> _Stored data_
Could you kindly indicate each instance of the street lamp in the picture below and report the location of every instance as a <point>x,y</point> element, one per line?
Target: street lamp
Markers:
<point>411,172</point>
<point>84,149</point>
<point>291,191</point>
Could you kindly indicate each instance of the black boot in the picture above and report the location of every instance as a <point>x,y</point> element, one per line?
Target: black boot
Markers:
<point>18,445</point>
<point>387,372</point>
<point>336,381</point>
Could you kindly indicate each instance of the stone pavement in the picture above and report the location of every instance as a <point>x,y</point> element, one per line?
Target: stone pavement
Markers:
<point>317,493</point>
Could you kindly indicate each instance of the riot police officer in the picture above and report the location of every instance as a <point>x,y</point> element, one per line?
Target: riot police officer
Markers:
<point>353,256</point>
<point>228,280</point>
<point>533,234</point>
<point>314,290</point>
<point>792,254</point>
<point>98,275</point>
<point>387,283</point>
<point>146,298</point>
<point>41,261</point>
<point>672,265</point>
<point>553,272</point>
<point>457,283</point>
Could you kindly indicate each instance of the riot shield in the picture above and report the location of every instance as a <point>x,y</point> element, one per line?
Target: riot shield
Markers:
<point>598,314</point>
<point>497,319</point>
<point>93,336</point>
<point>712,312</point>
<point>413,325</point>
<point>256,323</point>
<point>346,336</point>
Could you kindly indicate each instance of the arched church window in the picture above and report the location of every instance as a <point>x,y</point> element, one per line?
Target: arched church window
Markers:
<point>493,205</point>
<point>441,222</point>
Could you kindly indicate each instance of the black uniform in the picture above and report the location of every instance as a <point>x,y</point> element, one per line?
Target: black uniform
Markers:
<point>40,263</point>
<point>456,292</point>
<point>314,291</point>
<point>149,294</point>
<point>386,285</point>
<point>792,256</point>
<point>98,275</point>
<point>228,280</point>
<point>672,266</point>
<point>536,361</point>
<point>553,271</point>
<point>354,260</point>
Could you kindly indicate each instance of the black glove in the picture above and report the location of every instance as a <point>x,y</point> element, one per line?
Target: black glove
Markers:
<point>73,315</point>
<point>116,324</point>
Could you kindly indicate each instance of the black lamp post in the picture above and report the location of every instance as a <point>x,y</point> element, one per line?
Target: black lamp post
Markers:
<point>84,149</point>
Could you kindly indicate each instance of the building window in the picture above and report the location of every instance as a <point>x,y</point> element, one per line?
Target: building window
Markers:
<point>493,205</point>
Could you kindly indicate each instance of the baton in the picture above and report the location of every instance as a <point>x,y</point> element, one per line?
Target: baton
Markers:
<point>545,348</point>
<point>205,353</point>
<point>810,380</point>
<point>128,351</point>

> _Exercise details_
In this exercise, reproduce each line above exactly.

> _Response to the exercise_
Could you kindly indicate each instance of the street lamp in the picture below and report the location of every instance as a <point>x,y</point> element, one per line?
Target: street lamp
Markers:
<point>411,172</point>
<point>84,149</point>
<point>291,191</point>
Could you kindly indicate each instance of the black boot in the picture above and report the location of every instance as a <point>x,y</point> element, one per line?
Target: black boot
Markers:
<point>18,445</point>
<point>387,372</point>
<point>336,381</point>
Could you kindly indicate each instance of the stone pavement in the picture above and report the location of every instance as a <point>x,y</point> element, one per line?
Target: stone pavement
Markers:
<point>317,493</point>
Could you kindly indicate each instance of the riot police officer in the picture above and report the location of every instance as a <point>x,y</point> element, one per line?
Target: riot police officer
Markers:
<point>353,256</point>
<point>228,280</point>
<point>533,234</point>
<point>314,290</point>
<point>792,254</point>
<point>98,275</point>
<point>387,283</point>
<point>146,298</point>
<point>41,261</point>
<point>672,265</point>
<point>553,272</point>
<point>457,283</point>
Could you kindly indicate each instance of the riot shield in the picture above and report the location of every instance as a <point>x,y</point> element, one per line?
Target: riot shield
Markers:
<point>598,314</point>
<point>497,319</point>
<point>93,336</point>
<point>712,312</point>
<point>413,325</point>
<point>256,323</point>
<point>346,336</point>
Could you kindly indicate each instance of the arched church window in the picture above and report the location of every instance as a <point>x,y</point> element, one per line?
Target: arched church window
Markers:
<point>493,205</point>
<point>441,222</point>
Could you kindly indicate each instance of the black uniform in the picture above and report the location of every instance as a <point>x,y</point> element, one per line?
Target: black uniform
Markers:
<point>40,263</point>
<point>456,292</point>
<point>314,291</point>
<point>149,294</point>
<point>386,285</point>
<point>792,256</point>
<point>98,275</point>
<point>228,280</point>
<point>672,266</point>
<point>536,361</point>
<point>553,271</point>
<point>354,260</point>
Could you kindly indicate each instance of the black glove in the picture above and report the location of every instance as a <point>x,y</point> element, one per line?
Target: black glove
Markers:
<point>73,315</point>
<point>116,324</point>
Could you kindly indicate each instance of the black lamp post in the picture above and report the location of every instance as a <point>x,y</point> element, one per line?
Target: black lamp post
Markers:
<point>84,149</point>
Could you kindly indicate each instance of the building window in the picture above and report the location of every instance as a <point>x,y</point> element, one per line?
Target: building window
Markers:
<point>493,205</point>
Could you kindly indicate each instance of the baton in the picture above and report the location of every instance as a <point>x,y</point> element, one per line?
Target: baton
Markers:
<point>545,348</point>
<point>205,353</point>
<point>810,380</point>
<point>128,351</point>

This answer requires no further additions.